(Problem to work on):
Every line below that mentions the word "garage" should be copied out.

━━━ Provided data ━━━

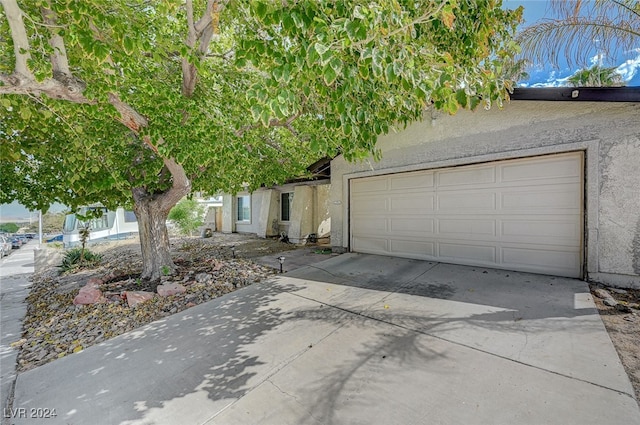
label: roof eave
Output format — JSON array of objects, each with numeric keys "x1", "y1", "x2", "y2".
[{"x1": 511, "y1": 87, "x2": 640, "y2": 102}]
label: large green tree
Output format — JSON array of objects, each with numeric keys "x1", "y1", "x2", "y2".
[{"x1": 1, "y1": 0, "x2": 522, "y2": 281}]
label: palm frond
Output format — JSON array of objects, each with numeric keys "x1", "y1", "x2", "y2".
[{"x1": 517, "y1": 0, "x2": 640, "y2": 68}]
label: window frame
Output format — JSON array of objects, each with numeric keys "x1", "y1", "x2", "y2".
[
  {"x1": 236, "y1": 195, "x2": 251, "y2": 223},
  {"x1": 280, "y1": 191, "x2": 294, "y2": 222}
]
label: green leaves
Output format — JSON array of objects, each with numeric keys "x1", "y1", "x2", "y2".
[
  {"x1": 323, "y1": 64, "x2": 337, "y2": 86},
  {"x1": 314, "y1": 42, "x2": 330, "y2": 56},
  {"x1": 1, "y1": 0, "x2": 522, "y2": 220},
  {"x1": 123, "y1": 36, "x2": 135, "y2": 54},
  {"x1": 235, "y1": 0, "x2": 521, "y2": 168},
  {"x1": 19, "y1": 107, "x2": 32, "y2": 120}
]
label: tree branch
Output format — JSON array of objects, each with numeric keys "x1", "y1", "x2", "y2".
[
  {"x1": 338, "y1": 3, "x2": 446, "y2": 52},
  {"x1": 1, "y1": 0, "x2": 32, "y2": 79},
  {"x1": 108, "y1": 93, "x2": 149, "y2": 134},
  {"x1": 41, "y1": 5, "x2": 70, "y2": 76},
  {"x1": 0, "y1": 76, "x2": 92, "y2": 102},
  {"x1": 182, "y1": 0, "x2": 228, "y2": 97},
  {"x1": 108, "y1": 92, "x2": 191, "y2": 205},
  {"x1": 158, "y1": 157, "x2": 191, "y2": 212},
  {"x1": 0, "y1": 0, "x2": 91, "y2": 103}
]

━━━
━━━ Provided data ━━━

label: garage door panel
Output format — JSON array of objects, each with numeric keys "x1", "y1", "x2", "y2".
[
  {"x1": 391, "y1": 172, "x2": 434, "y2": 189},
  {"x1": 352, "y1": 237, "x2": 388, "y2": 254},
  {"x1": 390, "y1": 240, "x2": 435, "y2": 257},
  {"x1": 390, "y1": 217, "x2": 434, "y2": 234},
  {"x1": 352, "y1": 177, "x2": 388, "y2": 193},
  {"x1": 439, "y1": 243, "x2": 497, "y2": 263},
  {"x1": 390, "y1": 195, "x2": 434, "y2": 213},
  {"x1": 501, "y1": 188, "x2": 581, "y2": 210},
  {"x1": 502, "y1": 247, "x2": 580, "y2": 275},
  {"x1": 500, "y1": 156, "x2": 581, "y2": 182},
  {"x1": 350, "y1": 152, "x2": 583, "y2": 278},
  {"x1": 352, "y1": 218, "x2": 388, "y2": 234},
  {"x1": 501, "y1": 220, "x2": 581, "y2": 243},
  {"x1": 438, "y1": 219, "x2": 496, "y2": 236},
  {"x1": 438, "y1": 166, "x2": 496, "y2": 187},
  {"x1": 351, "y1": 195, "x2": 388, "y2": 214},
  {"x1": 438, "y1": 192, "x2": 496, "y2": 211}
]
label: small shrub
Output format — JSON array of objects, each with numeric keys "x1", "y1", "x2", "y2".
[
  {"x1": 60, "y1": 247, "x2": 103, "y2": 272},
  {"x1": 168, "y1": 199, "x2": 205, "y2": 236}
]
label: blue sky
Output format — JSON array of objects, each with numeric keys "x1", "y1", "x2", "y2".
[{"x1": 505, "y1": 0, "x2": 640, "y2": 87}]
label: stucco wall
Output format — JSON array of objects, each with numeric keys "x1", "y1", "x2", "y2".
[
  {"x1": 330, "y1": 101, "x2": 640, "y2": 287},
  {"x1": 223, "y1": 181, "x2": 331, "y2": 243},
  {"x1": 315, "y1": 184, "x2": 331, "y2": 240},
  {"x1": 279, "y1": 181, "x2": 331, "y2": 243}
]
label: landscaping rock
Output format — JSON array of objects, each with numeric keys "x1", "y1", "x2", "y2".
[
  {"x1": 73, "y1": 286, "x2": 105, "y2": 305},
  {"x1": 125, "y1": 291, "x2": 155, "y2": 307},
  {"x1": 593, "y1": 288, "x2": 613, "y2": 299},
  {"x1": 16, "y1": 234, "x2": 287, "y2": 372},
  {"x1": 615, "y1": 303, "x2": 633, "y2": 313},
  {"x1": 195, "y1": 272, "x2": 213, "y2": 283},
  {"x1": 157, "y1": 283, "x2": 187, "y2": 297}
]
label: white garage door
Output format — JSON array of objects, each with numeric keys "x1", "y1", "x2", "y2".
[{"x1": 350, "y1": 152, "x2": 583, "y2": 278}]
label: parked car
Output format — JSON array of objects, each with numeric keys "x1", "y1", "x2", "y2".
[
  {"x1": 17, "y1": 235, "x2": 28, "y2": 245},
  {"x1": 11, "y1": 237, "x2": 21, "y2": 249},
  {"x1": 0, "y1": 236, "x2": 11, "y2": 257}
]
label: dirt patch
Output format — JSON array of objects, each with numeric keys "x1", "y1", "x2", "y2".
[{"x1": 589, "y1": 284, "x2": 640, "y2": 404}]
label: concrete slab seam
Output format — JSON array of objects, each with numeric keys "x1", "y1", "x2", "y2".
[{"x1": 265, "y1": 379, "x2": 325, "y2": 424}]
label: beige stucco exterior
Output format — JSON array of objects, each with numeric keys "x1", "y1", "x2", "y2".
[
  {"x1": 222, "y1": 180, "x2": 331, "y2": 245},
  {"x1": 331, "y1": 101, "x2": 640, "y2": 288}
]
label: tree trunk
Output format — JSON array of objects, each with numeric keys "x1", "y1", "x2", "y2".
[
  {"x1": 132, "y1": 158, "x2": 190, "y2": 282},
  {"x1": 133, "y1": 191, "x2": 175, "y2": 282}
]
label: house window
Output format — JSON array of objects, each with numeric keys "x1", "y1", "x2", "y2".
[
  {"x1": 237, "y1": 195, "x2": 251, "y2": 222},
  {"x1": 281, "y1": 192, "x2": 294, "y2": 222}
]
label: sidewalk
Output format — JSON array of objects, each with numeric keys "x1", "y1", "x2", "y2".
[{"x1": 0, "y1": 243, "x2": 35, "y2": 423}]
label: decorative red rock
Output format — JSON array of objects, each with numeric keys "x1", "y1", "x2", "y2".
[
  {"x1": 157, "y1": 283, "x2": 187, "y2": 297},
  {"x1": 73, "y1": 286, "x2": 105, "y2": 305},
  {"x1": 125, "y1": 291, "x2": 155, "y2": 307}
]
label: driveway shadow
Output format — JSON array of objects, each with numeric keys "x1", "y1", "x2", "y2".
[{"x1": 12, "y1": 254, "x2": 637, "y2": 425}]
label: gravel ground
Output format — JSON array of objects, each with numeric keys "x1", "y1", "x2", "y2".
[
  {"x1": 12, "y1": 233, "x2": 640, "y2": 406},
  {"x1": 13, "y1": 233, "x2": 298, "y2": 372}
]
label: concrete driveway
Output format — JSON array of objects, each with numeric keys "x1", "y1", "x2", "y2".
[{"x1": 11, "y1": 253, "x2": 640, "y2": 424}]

━━━

(Reply):
label: garage door panel
label: white garage door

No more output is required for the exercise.